## Problem details
Show each line of the data below that contains the word "after", reproducing every such line in full.

## Material to process
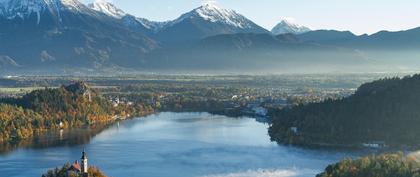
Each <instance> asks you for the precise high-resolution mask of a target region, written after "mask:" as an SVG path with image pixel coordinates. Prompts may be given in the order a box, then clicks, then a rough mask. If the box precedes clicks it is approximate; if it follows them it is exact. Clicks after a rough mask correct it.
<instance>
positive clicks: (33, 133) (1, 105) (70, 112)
mask: <svg viewBox="0 0 420 177" xmlns="http://www.w3.org/2000/svg"><path fill="white" fill-rule="evenodd" d="M143 108H144V106H143V105H142V104H141V103H136V104H134V105H131V106H130V105H118V106H112V104H111V102H109V101H108V100H107V99H105V98H104V97H103V96H101V94H100V93H98V92H97V91H96V90H94V89H91V88H90V87H89V86H87V85H86V84H85V83H84V82H77V83H74V84H71V85H68V86H62V87H59V88H55V89H50V88H46V89H43V90H35V91H32V92H31V93H28V94H26V95H24V96H23V97H19V98H3V99H0V122H1V123H0V142H8V141H12V142H14V141H19V140H23V139H27V138H30V137H32V136H34V135H37V134H39V133H42V132H45V131H48V130H54V129H65V128H77V127H86V126H92V125H96V124H102V125H107V124H110V123H113V122H114V121H115V120H116V119H115V117H124V116H127V115H132V116H135V115H142V114H147V113H150V112H153V110H146V109H143Z"/></svg>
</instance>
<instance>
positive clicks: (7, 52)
mask: <svg viewBox="0 0 420 177" xmlns="http://www.w3.org/2000/svg"><path fill="white" fill-rule="evenodd" d="M0 41H1V42H0V56H7V58H4V57H3V59H2V60H3V63H5V62H4V61H8V63H12V62H11V61H14V62H15V63H17V64H19V65H21V66H22V67H28V66H30V67H32V68H37V67H47V68H48V67H51V66H56V68H62V67H64V66H73V67H101V66H110V65H111V66H112V65H119V66H122V65H127V66H128V65H132V64H133V63H135V62H140V59H139V57H140V58H141V56H143V55H144V54H145V53H147V52H149V51H151V50H153V49H155V48H157V47H158V45H157V43H156V42H155V41H154V40H152V39H150V38H149V37H147V36H145V35H144V34H142V33H138V32H134V31H131V30H129V29H128V28H126V27H125V26H124V24H123V23H122V22H121V20H120V19H117V18H113V17H110V16H108V15H105V14H103V13H100V12H98V11H95V10H92V9H91V8H89V7H87V6H86V5H84V4H83V3H81V2H79V1H78V0H0ZM6 59H7V60H6ZM64 68H66V67H64Z"/></svg>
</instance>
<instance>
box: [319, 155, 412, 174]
mask: <svg viewBox="0 0 420 177" xmlns="http://www.w3.org/2000/svg"><path fill="white" fill-rule="evenodd" d="M419 169H420V164H419V163H418V161H416V159H415V158H411V157H405V156H404V155H403V154H384V155H378V156H367V157H362V158H359V159H356V160H353V159H346V160H342V161H341V162H338V163H336V164H332V165H329V166H328V167H327V168H326V169H325V171H324V172H323V173H321V174H319V175H317V177H397V176H405V177H417V176H420V172H419Z"/></svg>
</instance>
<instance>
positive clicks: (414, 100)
mask: <svg viewBox="0 0 420 177" xmlns="http://www.w3.org/2000/svg"><path fill="white" fill-rule="evenodd" d="M271 115H272V125H271V126H270V129H269V134H270V136H271V138H272V140H274V141H277V142H279V143H285V144H295V145H361V144H362V143H373V142H381V144H386V145H389V146H402V145H408V146H417V145H420V139H419V138H418V137H420V129H419V126H420V75H414V76H407V77H404V78H388V79H381V80H377V81H374V82H371V83H366V84H363V85H362V86H360V87H359V88H358V90H357V91H356V92H355V93H354V94H353V95H351V96H349V97H346V98H343V99H338V100H326V101H323V102H320V103H311V104H307V105H298V106H295V107H292V108H287V109H282V110H275V111H272V112H271Z"/></svg>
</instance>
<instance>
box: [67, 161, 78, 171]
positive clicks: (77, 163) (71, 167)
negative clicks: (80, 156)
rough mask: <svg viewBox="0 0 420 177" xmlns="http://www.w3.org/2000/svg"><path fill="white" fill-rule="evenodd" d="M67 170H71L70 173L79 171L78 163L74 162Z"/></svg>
mask: <svg viewBox="0 0 420 177" xmlns="http://www.w3.org/2000/svg"><path fill="white" fill-rule="evenodd" d="M69 170H72V171H79V172H80V171H81V168H80V164H79V162H77V161H76V162H74V163H73V164H72V165H71V166H70V168H69Z"/></svg>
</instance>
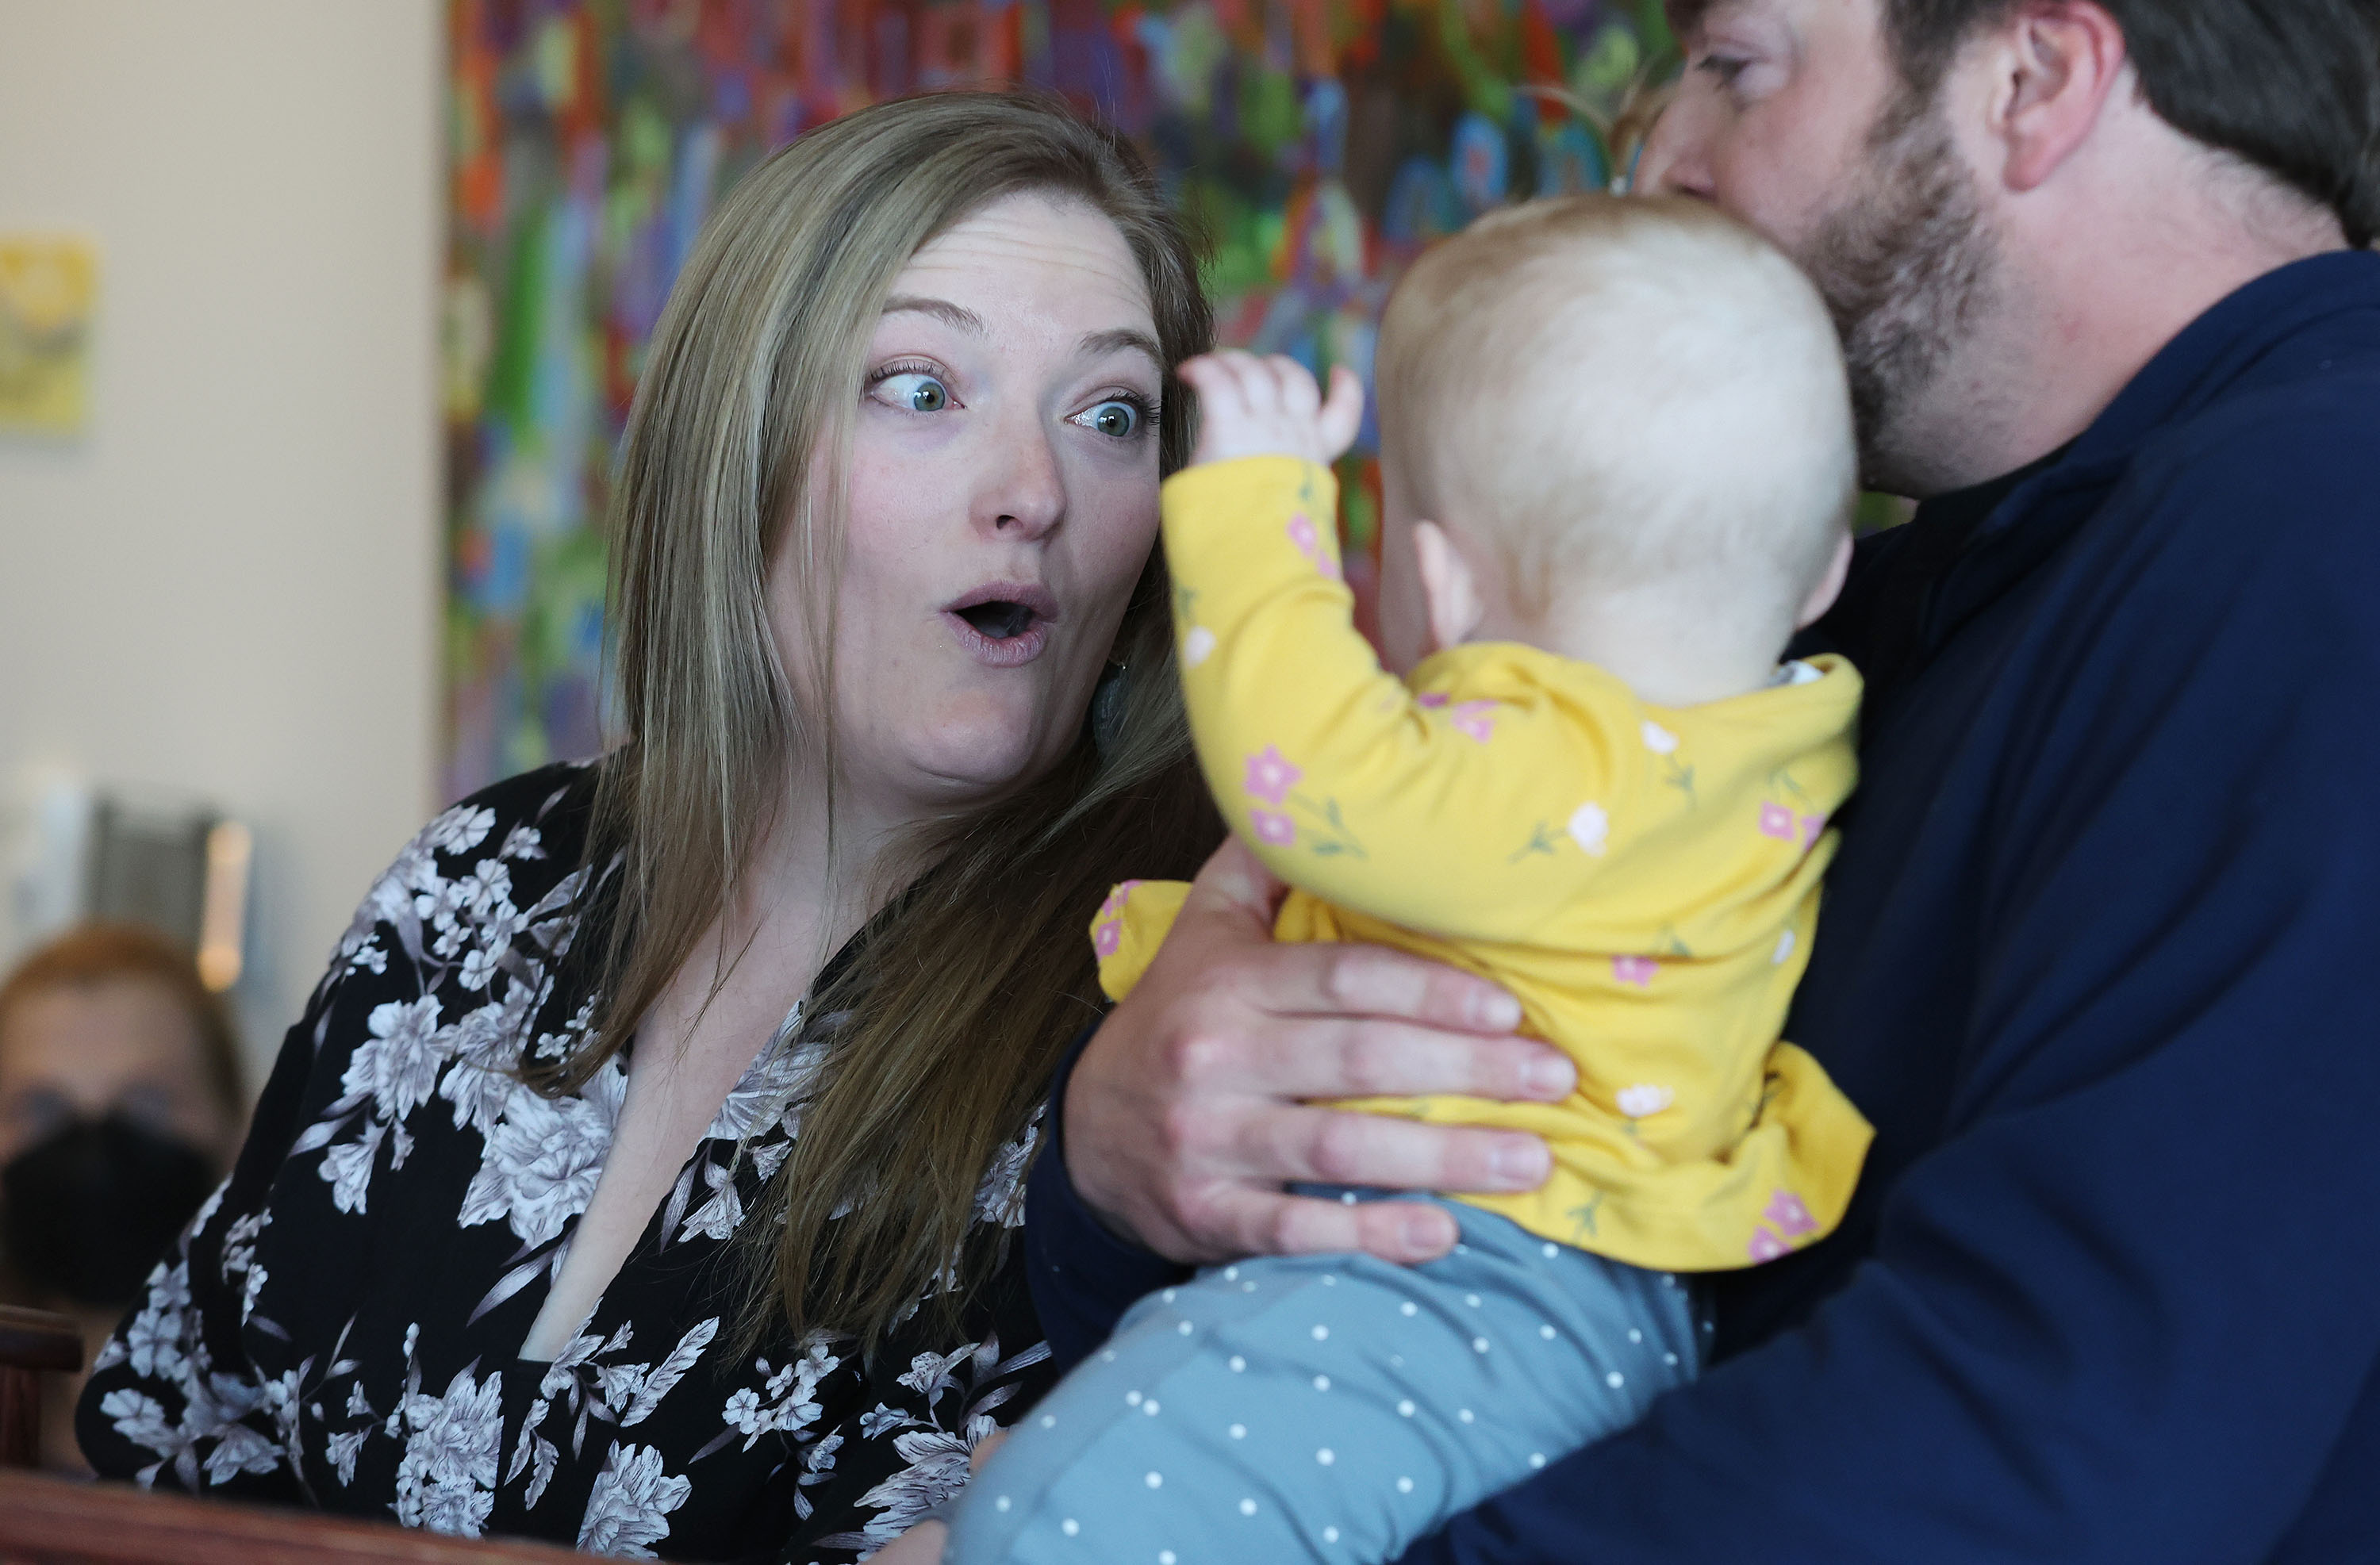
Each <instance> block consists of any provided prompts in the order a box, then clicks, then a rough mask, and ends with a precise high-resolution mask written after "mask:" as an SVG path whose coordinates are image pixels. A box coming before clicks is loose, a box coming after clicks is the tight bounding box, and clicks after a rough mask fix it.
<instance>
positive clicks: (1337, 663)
mask: <svg viewBox="0 0 2380 1565" xmlns="http://www.w3.org/2000/svg"><path fill="white" fill-rule="evenodd" d="M1335 497H1338V495H1335V485H1333V480H1330V473H1328V471H1323V469H1321V466H1314V464H1309V461H1295V459H1288V457H1257V459H1245V461H1223V464H1207V466H1197V469H1190V471H1185V473H1178V476H1173V478H1171V480H1169V483H1166V488H1164V533H1166V559H1169V564H1171V571H1173V585H1176V595H1173V604H1176V630H1178V637H1180V661H1183V692H1185V699H1188V706H1190V728H1192V733H1195V737H1197V752H1200V763H1202V766H1204V768H1207V782H1209V787H1211V790H1214V797H1216V802H1219V804H1221V809H1223V813H1226V818H1228V821H1230V825H1233V830H1235V832H1240V837H1245V840H1247V844H1250V847H1252V849H1254V851H1257V854H1259V856H1261V859H1264V861H1266V866H1271V871H1273V873H1276V875H1280V878H1283V880H1288V882H1290V885H1295V887H1302V890H1307V892H1311V894H1316V897H1321V899H1326V901H1330V904H1335V906H1342V909H1354V911H1359V913H1371V916H1376V918H1383V920H1390V923H1397V925H1407V928H1416V930H1430V932H1435V935H1445V937H1454V939H1528V937H1533V935H1537V932H1542V928H1545V920H1547V916H1552V913H1559V911H1561V909H1564V906H1571V904H1573V899H1576V897H1578V894H1580V892H1583V887H1585V882H1587V880H1590V878H1592V873H1595V871H1597V868H1599V866H1602V863H1604V861H1607V859H1609V856H1611V854H1614V849H1616V847H1618V837H1621V835H1623V832H1626V830H1628V828H1626V823H1628V821H1630V818H1633V811H1628V809H1621V802H1623V799H1626V797H1630V794H1633V792H1635V790H1642V787H1649V785H1654V778H1652V763H1654V761H1656V759H1659V752H1652V749H1647V740H1645V730H1647V718H1645V714H1642V709H1640V706H1637V704H1635V699H1633V697H1630V692H1628V687H1626V685H1621V683H1618V680H1616V678H1609V675H1595V673H1592V671H1587V678H1583V675H1580V671H1583V666H1580V664H1561V666H1559V673H1554V678H1552V680H1540V678H1535V671H1537V666H1540V664H1545V666H1552V664H1559V659H1552V654H1537V652H1533V649H1528V647H1511V649H1509V656H1502V659H1497V666H1495V671H1492V675H1490V680H1492V687H1488V690H1483V687H1480V673H1478V668H1476V666H1473V668H1471V675H1468V678H1466V687H1464V690H1461V692H1459V694H1449V692H1445V690H1433V680H1430V673H1433V666H1430V664H1423V666H1421V668H1418V671H1416V678H1414V685H1411V687H1407V685H1404V683H1402V680H1397V678H1395V675H1392V673H1388V671H1385V668H1380V661H1378V656H1376V654H1373V649H1371V645H1369V642H1366V640H1364V637H1361V635H1359V633H1357V628H1354V599H1352V595H1349V592H1347V585H1345V583H1342V578H1340V564H1338V540H1335V528H1333V516H1335Z"/></svg>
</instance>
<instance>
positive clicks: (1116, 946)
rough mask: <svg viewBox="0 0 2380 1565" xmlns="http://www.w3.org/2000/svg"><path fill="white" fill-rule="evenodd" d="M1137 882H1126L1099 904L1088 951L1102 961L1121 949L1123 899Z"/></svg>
mask: <svg viewBox="0 0 2380 1565" xmlns="http://www.w3.org/2000/svg"><path fill="white" fill-rule="evenodd" d="M1135 885H1140V882H1138V880H1126V882H1123V885H1119V887H1116V890H1111V892H1109V894H1107V901H1102V904H1100V920H1097V923H1095V925H1090V949H1092V951H1097V954H1100V956H1102V959H1107V956H1114V954H1116V951H1121V949H1123V899H1126V897H1131V894H1133V887H1135Z"/></svg>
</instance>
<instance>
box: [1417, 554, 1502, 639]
mask: <svg viewBox="0 0 2380 1565" xmlns="http://www.w3.org/2000/svg"><path fill="white" fill-rule="evenodd" d="M1414 554H1416V557H1418V564H1421V597H1423V602H1426V604H1428V611H1430V652H1445V649H1447V647H1459V645H1461V642H1466V640H1471V633H1473V630H1478V628H1480V621H1485V618H1488V599H1485V597H1483V595H1480V580H1478V573H1476V571H1473V568H1471V561H1468V559H1464V552H1461V549H1457V547H1454V540H1452V538H1447V530H1445V528H1442V526H1438V523H1435V521H1416V523H1414Z"/></svg>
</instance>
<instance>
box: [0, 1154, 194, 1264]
mask: <svg viewBox="0 0 2380 1565" xmlns="http://www.w3.org/2000/svg"><path fill="white" fill-rule="evenodd" d="M212 1189H214V1165H212V1163H207V1158H205V1156H202V1154H200V1151H198V1149H195V1146H190V1144H188V1142H181V1139H174V1137H162V1135H157V1132H155V1130H150V1127H145V1125H136V1123H133V1120H129V1118H124V1115H121V1113H109V1115H107V1118H105V1120H74V1123H69V1125H67V1127H64V1130H57V1132H52V1135H50V1137H45V1139H40V1142H36V1144H33V1146H26V1149H24V1151H19V1154H17V1158H14V1161H10V1165H7V1168H5V1170H0V1246H5V1251H7V1261H10V1265H12V1268H14V1270H17V1275H19V1277H24V1282H26V1284H31V1287H36V1289H40V1291H43V1294H52V1296H64V1299H71V1301H74V1303H79V1306H86V1308H121V1306H126V1303H131V1301H133V1296H138V1291H140V1282H143V1280H145V1277H148V1272H150V1268H152V1265H157V1258H159V1256H164V1251H167V1246H169V1244H174V1237H176V1234H181V1225H183V1223H188V1220H190V1213H195V1211H198V1208H200V1203H202V1201H205V1199H207V1194H209V1192H212Z"/></svg>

## Worked solution
Each <instance> asks you for the precise high-resolution mask of a target region, written after "mask:" as an SVG path with image pixel coordinates. Prompts may be given in the order a box, then clicks, then a rough mask. If the box precedes clicks it is approximate; if it follows them it is exact. Clicks after a rough mask correct it.
Each <instance> block consists of any provided prompts in the order a box, then clicks, then a rough mask, and ends with a precise high-resolution mask written after "mask:" as an SVG path whose coordinates are image pixels. A box coming before clicks is loose, a box coming after clicks is the tight bounding box, and clicks after a rough mask fix it.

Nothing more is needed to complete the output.